I posted a pretty lengthy discussion on net neutrality at ObWi today, and I figured that in fairness, I should put a bet down on where I expect things to go politically. I don't imagine that my predictions will shape the course of history, so this is more or less for my own edification.
Part I: Selling the "Capacity Crisis"
1. Verizon and AT&T will implement usage-based pricing schemes for their internet service. They're all ready to go.
2. VZ/ATT will continue to push out their fiber infrastructure, subsidizing it as a loss leader. This will be the olive branch -- "we will build FiOS out to you if you get the customers." This offer is already being rolled out nationwide.
3. VZ/ATT will continue to take a hard line against obvious traffic shaping of the sort that Comcast was caught doing. But they'll also argue that this is a symptom of our "national bandwidth capacity crisis"
4. Their solution: use our huge fiber pipes, and with per-byte pricing, pay for what you get!
Reasons:
[Caveat: "Comcast" is a standin here for "last-gen broadband providers," and especially "internet over cable providers"]
1. Comcast is not a Tier 1 ISP, so they pay a premium for their transport that VZ/ATT don't (since they collectively own most of the internet).

_TASKS FOR THIS EXERCISE:_
a - In the net neutrality post, condense the paragraph that begins "VZ/ATT will continue to push out their fiber infrastructure" into a short list that keeps its main facts.
b - Quote the net neutrality post word for word from "I posted a pretty" up to and including "rolled out nationwide.".

_DATA LISTING:_
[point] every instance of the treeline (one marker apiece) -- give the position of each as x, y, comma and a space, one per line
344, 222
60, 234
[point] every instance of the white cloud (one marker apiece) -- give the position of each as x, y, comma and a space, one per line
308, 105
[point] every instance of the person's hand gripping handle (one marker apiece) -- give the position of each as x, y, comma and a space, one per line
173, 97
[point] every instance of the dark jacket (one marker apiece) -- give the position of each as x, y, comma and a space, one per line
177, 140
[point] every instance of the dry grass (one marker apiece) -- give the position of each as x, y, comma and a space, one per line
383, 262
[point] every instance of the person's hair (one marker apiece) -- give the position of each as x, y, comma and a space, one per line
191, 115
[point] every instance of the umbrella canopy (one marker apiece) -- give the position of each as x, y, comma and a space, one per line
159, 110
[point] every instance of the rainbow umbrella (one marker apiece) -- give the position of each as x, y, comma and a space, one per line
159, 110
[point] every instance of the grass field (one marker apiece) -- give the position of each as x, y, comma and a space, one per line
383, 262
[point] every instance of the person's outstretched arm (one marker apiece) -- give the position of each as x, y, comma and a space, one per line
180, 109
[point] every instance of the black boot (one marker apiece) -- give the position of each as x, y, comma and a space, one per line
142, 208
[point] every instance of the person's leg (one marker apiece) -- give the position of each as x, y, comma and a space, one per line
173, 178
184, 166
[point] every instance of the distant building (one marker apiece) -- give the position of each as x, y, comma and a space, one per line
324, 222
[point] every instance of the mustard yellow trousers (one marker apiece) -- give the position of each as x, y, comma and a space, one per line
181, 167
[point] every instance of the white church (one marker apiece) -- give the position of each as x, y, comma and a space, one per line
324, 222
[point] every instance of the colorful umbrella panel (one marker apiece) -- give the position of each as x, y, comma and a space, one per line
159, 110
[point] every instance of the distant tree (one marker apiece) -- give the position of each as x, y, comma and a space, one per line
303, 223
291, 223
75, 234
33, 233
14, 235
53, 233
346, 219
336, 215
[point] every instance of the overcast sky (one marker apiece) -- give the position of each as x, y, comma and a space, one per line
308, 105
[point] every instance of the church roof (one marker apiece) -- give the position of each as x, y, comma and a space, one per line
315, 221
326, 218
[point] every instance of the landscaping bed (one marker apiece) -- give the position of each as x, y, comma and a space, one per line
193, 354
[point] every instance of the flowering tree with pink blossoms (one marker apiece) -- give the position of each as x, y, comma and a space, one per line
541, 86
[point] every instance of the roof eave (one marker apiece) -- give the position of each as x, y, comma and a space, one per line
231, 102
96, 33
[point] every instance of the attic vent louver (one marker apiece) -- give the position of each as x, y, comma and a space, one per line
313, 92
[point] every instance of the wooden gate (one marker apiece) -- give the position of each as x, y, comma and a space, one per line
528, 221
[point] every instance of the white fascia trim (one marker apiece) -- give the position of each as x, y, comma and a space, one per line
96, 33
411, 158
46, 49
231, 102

_WRITTEN RESPONSES:_
a -
- VZ/ATT will keep expanding their fiber infrastructure and subsidize it as a loss leader.
- This is the olive branch: "we will build FiOS out to you if you get the customers."
- The offer is already being rolled out nationwide.

b -
I posted a pretty lengthy discussion on net neutrality at ObWi today, and I figured that in fairness, I should put a bet down on where I expect things to go politically. I don't imagine that my predictions will shape the course of history, so this is more or less for my own edification.
Part I: Selling the "Capacity Crisis"
1. Verizon and AT&T will implement usage-based pricing schemes for their internet service. They're all ready to go.
2. VZ/ATT will continue to push out their fiber infrastructure, subsidizing it as a loss leader. This will be the olive branch -- "we will build FiOS out to you if you get the customers." This offer is already being rolled out nationwide.